#### PASSAGE

“Work to Learn, Then Earn”: An Appraiser’s Story

An excerpt from an interview with Appraiser Gus Agosto

In this special feature, a Bachelor of Science in Real Estate Management (BSREM) student sits down with Appraiser Gus Agosto to learn about his early journey into the world of real estate appraisal. From his first spark of interest to navigating the challenges of starting, Appraiser Agosto shares how his background in economics, passion for learning, and hands-on experience shaped his professional path. This insightful conversation offers valuable lessons and inspiration for students and aspiring appraisers alike.

Interviewer:

Welcome, Appraiser Gus Agosto. We’re excited to learn more about your journey into the world of real estate valuation. Let’s begin with your early inspiration.

1. What initially drew you to the field of real estate appraisal, and can you recall the moment you decided to pursue it as a career?

Appraiser Gus Agosto:

My journey into appraisal began during my time as a real estate salesperson and property investment specialist. More than a decade has passed since then. One vivid memory stands out: I was in a developer’s office when I met a gentleman who was reviewing for the appraiser’s licensure exam. I watched him work through a complex mathematical problem and admired the analytical skill involved. That moment sparked a deep curiosity in me, one that never left.

Later, during my broker’s review, I began to understand the nuances of the different professions within real estate. Our lecturers were very encouraging, and I gravitated toward appraisal because of its close ties to economics and mathematics—two subjects I’ve always been passionate about. Given my background as a researcher, writer, and a graduate in economics, the transition felt natural. That’s when I firmly decided to pursue a career in real estate appraisal.

2. How did your educational background or early professional experiences prepare you for the demands of property valuation work?

Appraiser Gus Agosto:

I hold a degree in economics and spent several years engaged in research before entering real estate. I conducted studies on local economies, enterprises, and development trends—work that laid the groundwork for the analytical mindset essential in valuation.

My stint as a real estate salesperson further broadened my understanding. I was exposed to different types of properties and transactions, attended seminars, and got to know the real-world workings of the industry. Steve Jobs once said, “You can only connect the dots looking backward.” In my case, those dots connected my work as a researcher, writer, lecturer, and a real estate practitioner, all of which converged toward a solid foundation in appraisal.


3. What challenges did you face when you were just starting out as an appraiser, and how did you overcome them?

Appraiser Gus Agosto:

Like many beginners in the field, I faced the usual questions: Where do I begin? How do I get clients? One piece of advice from a lecturer stuck with me—start with your “KKK”: Kamag-anak, Kliyente, at Kakilala—your natural network. That became my launching pad.

########

## WRITTEN TASK A
Answer these questions about the interview, one answer per line, marked the same way.
(i) What exam was the man in the developer's office reviewing for?
(ii) In what field does Agosto hold a degree?
(iii) What three words make up the "KKK" that a lecturer advised starting with?

#### ENTRIES SUPPLIED

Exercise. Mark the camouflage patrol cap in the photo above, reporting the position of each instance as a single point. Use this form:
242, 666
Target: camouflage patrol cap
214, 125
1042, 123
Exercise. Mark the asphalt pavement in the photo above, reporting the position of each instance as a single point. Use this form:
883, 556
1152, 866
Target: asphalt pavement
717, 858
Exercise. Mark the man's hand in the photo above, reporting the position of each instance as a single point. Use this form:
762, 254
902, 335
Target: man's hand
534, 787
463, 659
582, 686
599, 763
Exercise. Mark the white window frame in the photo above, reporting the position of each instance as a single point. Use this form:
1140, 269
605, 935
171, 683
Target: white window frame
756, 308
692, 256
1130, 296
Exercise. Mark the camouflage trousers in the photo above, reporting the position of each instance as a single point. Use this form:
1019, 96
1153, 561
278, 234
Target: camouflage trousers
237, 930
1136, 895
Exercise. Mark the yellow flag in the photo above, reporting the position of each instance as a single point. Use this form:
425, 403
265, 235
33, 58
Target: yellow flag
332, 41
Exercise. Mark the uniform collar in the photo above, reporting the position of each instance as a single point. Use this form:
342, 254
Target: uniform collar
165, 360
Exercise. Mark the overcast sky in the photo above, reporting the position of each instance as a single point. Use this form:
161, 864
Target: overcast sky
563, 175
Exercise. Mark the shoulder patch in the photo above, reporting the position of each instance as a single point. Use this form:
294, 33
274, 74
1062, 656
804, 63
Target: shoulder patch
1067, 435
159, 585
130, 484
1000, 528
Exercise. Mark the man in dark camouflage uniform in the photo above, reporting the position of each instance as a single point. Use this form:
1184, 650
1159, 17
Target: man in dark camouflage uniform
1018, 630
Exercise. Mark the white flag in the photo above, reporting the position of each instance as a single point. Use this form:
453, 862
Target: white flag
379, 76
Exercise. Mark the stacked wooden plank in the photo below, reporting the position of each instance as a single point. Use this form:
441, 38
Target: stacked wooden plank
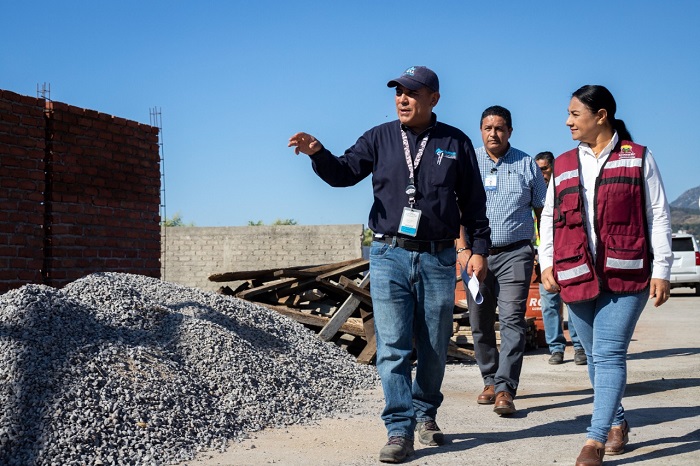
334, 301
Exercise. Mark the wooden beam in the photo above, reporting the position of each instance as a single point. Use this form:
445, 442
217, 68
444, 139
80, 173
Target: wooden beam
315, 320
369, 352
343, 312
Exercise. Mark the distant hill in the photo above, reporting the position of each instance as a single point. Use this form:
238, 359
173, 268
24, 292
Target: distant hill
685, 213
688, 200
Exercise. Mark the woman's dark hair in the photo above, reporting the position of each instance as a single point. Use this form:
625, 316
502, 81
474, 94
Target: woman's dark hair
596, 97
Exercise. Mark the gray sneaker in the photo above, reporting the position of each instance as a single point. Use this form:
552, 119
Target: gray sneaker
557, 358
396, 450
580, 358
429, 433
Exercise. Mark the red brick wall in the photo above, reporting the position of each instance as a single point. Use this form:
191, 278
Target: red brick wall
79, 193
22, 142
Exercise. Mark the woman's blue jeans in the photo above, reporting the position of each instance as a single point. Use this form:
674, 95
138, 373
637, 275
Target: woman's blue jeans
413, 300
605, 327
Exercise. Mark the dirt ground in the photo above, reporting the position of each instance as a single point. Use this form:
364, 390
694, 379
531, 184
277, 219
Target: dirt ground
554, 405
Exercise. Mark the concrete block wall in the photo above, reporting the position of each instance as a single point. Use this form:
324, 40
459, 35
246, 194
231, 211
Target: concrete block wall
79, 193
192, 254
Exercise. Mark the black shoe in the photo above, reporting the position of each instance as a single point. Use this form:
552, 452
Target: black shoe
557, 358
429, 433
580, 357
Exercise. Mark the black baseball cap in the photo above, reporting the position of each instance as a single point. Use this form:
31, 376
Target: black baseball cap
416, 77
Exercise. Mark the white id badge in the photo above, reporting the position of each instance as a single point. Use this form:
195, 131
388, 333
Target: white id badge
409, 221
491, 182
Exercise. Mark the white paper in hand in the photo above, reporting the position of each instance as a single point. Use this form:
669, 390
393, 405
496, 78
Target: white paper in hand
474, 289
471, 284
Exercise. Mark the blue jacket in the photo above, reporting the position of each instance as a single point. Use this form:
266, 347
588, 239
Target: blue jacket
447, 180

########

## WRITTEN TASK B
Return, exactly as they appear, the lines of the records from the one holding "Exercise. Mark the white id" through the last line of the records, both ends included.

## CORRECT OUTPUT A
(i) The appraiser's licensure exam.
(ii) Economics.
(iii) Kamag-anak, Kliyente, at Kakilala.

## CORRECT OUTPUT B
Exercise. Mark the white id badge in the photo above, reporting the position of each instance as a single point. Use this form:
195, 131
388, 333
Target: white id badge
409, 221
491, 182
Exercise. Mark the white paper in hand in the photo above, reporting the position of each instance as a single point. Use this form:
669, 390
393, 405
496, 78
Target: white paper in hand
474, 289
471, 284
Exercise. Mark the blue jacket in the photo above, reporting the position of each instance as a single point. Use this form:
266, 347
588, 239
Target: blue jacket
447, 180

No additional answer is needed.